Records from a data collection
┌────────
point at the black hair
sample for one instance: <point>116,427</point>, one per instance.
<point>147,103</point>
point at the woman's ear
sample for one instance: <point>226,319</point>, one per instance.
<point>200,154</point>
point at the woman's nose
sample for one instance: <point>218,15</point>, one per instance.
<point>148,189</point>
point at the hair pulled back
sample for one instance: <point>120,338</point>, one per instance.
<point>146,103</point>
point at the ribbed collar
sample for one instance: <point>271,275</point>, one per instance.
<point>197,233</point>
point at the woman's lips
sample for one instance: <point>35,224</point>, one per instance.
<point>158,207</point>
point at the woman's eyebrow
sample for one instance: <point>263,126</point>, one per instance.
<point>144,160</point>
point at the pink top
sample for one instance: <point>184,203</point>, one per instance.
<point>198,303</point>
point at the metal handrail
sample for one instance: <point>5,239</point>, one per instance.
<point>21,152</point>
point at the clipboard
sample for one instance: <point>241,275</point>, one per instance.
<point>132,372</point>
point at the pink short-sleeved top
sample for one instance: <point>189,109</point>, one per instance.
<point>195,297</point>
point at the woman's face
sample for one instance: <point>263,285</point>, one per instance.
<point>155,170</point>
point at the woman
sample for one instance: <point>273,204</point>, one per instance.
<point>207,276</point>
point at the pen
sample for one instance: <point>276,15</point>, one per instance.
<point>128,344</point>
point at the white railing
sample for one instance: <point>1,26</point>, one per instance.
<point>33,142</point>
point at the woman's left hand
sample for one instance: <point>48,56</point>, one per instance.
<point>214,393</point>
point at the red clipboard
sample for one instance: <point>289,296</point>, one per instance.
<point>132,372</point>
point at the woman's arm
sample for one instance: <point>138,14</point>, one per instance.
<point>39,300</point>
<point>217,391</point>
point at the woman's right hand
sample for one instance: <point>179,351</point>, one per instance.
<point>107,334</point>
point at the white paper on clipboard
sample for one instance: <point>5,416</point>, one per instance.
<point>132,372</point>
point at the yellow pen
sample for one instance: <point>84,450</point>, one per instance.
└────────
Extract the items from their first line through the line containing "<point>128,344</point>", including both of those lines, and reproduce them without alteration.

▶ **Written solution**:
point at the black hair
sample for one instance: <point>116,427</point>, one per instance.
<point>147,103</point>
point at the woman's ear
sample for one instance: <point>226,319</point>, one per instance.
<point>200,154</point>
point at the woman's nose
sample for one instance: <point>218,15</point>, one per instance.
<point>148,189</point>
point at the hair pulled back
sample for one instance: <point>120,338</point>, one per instance.
<point>146,103</point>
point at the ribbed collar
sample for one instance: <point>271,275</point>, one per instance.
<point>197,233</point>
point at the woman's lips
sample for one instance: <point>35,224</point>, one per instance.
<point>158,207</point>
point at the woman's eyebrow
sample for one instance: <point>263,126</point>, one per instance.
<point>144,160</point>
point at the pink top
sample for one instance: <point>184,203</point>, one per instance.
<point>198,303</point>
point at the metal handrail
sample for one instance: <point>5,239</point>, one per instance.
<point>21,152</point>
point at the clipboard
sample for one instance: <point>241,275</point>, one per instance.
<point>132,372</point>
point at the pink short-sleeved top
sample for one instance: <point>189,109</point>, one per instance.
<point>195,297</point>
point at the woman's face
sample for one instance: <point>263,285</point>, one per instance.
<point>155,170</point>
point at the woman
sample for one instance: <point>273,204</point>, one per instance.
<point>207,276</point>
point at the pen
sample for one instance: <point>276,15</point>, one per instance.
<point>128,344</point>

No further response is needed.